-- Begin --
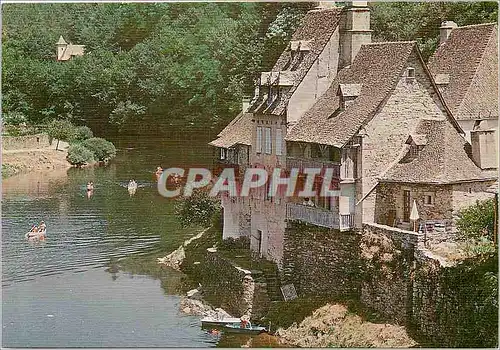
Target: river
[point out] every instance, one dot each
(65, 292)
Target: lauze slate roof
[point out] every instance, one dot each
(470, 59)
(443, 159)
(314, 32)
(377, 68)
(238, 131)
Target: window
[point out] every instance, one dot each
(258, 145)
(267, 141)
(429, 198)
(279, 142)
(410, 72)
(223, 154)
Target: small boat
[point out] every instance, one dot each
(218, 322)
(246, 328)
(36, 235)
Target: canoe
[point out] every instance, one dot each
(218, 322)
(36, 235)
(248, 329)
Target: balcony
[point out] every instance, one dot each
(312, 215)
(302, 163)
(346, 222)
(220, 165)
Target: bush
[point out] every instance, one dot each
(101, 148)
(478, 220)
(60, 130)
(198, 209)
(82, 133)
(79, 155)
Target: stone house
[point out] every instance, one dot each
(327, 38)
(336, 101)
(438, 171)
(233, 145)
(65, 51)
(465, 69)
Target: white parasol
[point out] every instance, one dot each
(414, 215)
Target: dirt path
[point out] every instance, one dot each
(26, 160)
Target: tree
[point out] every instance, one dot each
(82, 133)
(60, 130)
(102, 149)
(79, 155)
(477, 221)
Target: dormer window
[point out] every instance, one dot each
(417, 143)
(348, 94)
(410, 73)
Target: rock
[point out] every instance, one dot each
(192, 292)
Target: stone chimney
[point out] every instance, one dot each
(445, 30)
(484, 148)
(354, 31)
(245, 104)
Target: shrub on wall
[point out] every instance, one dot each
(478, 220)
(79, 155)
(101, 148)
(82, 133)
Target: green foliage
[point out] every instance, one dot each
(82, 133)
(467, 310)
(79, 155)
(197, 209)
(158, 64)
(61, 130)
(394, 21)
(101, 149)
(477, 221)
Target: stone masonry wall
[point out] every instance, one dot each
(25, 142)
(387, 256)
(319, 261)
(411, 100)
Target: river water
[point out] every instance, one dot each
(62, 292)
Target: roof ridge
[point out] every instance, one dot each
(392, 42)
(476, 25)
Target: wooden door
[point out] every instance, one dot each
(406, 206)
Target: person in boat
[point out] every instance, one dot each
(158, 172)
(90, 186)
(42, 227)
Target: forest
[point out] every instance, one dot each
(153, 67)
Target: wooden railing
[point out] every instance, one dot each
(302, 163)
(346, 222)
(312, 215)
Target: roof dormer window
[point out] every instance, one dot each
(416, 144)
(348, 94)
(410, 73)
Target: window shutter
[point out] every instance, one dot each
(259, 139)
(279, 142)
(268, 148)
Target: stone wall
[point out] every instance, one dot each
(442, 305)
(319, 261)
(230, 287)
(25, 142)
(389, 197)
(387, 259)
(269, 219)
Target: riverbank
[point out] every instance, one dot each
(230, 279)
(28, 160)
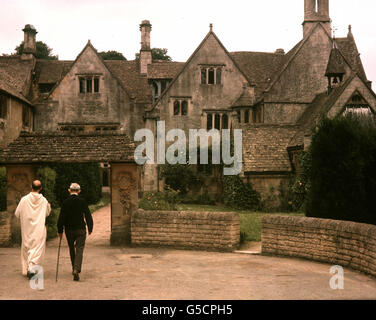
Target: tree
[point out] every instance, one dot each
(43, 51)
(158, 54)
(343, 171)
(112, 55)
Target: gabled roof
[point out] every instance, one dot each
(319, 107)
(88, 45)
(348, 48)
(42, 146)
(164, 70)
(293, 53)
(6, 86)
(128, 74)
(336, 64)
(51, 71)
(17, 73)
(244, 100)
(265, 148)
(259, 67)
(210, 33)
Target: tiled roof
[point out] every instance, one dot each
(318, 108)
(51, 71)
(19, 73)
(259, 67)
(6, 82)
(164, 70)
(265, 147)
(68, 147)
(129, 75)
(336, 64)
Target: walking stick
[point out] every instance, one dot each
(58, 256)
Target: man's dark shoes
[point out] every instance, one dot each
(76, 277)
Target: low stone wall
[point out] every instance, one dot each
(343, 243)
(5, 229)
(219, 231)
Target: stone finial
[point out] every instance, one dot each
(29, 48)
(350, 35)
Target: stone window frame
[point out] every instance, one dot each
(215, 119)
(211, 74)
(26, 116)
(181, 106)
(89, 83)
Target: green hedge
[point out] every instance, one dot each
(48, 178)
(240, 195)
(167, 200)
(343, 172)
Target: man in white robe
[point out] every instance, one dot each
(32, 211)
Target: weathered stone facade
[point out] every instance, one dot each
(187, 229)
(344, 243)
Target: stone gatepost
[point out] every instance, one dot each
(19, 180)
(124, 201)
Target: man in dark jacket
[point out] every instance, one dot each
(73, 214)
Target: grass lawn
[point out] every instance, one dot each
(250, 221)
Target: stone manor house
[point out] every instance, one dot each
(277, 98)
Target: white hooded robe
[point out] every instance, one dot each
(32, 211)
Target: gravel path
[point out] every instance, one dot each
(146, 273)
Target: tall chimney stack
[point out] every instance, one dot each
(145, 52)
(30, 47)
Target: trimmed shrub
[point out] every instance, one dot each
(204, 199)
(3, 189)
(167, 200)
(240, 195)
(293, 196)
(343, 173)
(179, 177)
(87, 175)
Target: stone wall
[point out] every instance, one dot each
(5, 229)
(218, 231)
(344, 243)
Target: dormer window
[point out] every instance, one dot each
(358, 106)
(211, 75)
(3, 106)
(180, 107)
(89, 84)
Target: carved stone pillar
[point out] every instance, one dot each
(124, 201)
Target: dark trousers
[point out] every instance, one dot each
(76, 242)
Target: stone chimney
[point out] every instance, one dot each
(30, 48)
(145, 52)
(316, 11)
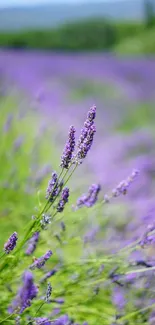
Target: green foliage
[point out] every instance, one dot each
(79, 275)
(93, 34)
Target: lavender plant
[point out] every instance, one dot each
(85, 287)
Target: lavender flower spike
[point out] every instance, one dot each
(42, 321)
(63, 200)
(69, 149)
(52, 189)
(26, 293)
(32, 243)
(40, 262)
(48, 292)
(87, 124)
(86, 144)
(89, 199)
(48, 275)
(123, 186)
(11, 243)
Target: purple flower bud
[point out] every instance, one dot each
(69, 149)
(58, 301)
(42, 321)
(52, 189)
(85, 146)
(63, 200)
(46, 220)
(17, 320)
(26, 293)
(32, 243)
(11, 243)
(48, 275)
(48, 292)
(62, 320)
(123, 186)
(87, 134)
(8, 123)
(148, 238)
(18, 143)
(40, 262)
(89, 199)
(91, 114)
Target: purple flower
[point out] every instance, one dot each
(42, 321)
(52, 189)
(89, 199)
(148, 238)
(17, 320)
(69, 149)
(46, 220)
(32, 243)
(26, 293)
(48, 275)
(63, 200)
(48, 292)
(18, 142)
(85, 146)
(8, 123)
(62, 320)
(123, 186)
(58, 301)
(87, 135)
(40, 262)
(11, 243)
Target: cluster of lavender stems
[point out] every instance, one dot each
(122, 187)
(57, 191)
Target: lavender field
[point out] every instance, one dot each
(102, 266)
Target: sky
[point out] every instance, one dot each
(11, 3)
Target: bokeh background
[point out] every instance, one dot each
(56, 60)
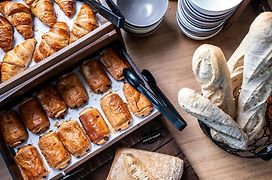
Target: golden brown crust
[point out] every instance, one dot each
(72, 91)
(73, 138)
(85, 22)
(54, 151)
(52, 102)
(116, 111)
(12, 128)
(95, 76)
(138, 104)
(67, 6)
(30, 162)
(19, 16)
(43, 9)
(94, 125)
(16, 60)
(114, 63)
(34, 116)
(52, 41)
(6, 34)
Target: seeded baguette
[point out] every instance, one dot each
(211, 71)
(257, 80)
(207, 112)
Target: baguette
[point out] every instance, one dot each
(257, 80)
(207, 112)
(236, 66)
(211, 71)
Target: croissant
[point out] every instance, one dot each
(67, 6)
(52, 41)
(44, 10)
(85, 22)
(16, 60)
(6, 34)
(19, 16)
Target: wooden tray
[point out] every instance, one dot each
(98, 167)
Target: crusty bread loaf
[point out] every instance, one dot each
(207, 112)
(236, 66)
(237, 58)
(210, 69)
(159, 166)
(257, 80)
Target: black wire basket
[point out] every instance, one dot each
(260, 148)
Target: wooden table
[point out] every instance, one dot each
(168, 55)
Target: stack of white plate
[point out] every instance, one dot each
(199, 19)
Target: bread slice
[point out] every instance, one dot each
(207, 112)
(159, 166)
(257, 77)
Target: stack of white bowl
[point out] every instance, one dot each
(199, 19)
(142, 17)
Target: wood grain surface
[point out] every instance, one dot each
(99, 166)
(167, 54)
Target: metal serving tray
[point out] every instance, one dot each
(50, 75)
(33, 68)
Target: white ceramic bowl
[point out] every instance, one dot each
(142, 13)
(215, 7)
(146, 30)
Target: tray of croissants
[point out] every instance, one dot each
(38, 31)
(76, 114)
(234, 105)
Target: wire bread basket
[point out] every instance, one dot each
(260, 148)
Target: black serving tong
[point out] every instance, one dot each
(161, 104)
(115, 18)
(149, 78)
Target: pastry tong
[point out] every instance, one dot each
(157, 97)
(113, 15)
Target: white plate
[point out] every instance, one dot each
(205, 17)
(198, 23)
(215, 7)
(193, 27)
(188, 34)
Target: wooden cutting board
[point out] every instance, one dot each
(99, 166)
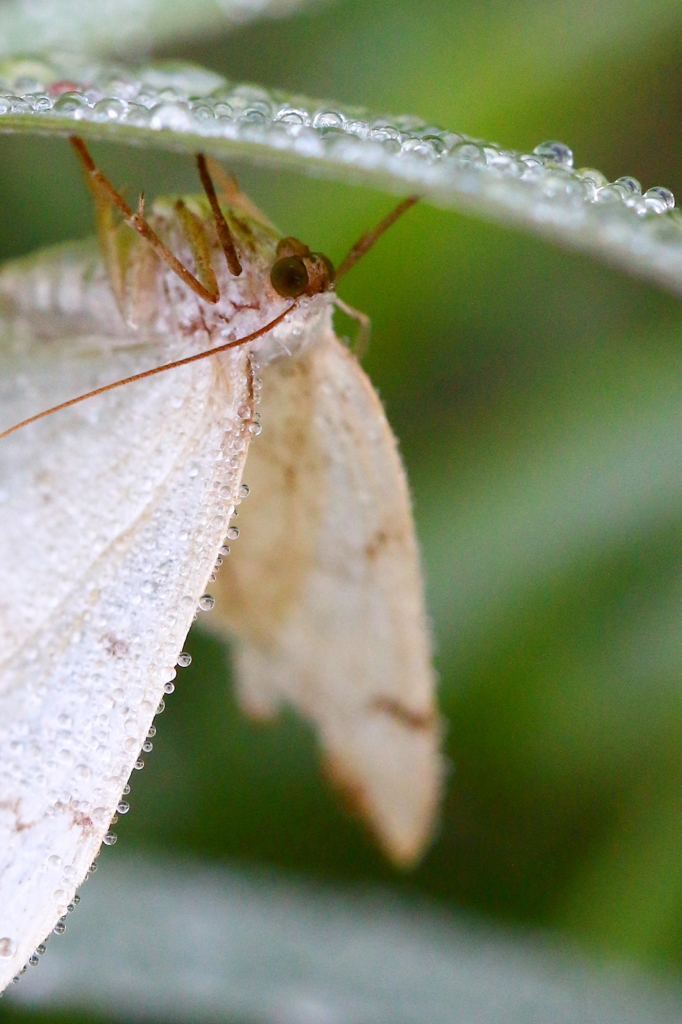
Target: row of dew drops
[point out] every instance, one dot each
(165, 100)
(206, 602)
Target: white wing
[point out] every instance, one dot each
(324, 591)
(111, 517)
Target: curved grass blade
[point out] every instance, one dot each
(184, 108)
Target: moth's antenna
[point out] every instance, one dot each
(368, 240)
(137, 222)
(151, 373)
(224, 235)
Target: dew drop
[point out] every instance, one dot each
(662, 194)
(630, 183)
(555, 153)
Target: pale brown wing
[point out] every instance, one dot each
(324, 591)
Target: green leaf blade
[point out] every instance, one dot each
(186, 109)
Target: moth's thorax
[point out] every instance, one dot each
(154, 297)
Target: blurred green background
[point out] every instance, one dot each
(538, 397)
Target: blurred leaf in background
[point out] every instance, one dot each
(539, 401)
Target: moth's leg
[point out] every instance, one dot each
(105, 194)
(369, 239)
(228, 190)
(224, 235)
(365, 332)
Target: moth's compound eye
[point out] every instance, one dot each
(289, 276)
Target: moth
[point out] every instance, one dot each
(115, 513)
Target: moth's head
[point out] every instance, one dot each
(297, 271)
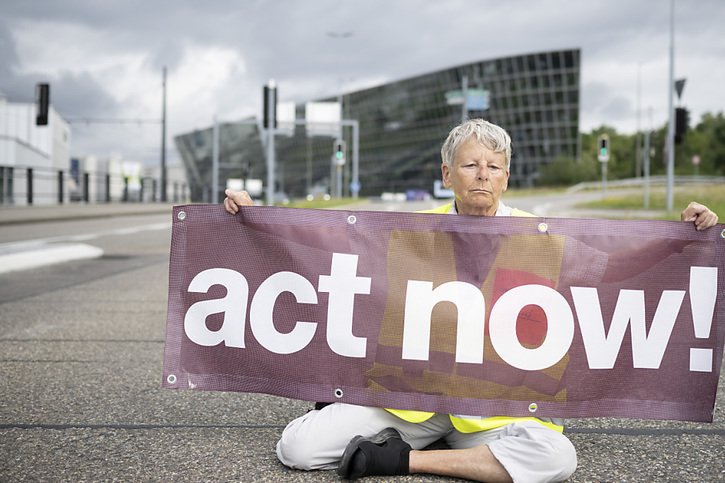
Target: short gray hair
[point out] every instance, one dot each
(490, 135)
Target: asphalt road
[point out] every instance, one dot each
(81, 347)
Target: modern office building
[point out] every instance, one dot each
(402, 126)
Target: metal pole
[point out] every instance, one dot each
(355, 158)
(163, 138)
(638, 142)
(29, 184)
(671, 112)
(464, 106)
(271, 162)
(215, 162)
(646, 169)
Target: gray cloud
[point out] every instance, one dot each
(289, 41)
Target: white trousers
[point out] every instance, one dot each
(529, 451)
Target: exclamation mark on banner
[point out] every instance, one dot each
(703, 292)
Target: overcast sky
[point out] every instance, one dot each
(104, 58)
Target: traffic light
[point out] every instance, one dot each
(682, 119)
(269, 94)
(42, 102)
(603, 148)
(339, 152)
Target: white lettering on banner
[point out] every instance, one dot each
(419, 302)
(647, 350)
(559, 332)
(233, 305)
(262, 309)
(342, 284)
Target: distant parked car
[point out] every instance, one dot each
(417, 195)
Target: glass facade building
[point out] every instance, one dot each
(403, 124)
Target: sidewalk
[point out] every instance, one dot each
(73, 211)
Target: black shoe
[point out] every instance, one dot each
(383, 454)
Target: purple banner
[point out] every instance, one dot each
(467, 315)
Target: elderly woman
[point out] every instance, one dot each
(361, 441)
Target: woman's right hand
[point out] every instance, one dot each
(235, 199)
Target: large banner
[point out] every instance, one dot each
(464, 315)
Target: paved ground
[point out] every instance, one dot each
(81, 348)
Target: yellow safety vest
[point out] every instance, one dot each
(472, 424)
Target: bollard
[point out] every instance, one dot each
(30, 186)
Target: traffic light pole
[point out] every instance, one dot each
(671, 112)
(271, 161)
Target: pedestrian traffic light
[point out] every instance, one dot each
-- End --
Could you turn the material, from the line containing "Target: paved ground" through the end of the material, into a Markdown table with the columns n and Line, giving each line its own numbered row and leaving out blank lines?

| n | Line |
|---|---|
| 1 | Target: paved ground |
| 2 | [point out] every instance, one dot each |
| 3 | (81, 348) |
| 4 | Target: yellow safety vest |
| 5 | [point out] every instance, one dot each |
| 6 | (472, 424) |
| 7 | Target: bollard |
| 8 | [point out] every instance, one dot each |
| 9 | (30, 186) |
| 10 | Target: traffic light pole |
| 11 | [point out] every instance, one dot each |
| 12 | (671, 112) |
| 13 | (271, 161) |
| 14 | Target: pedestrian traffic light |
| 15 | [point out] every instance, one dot each |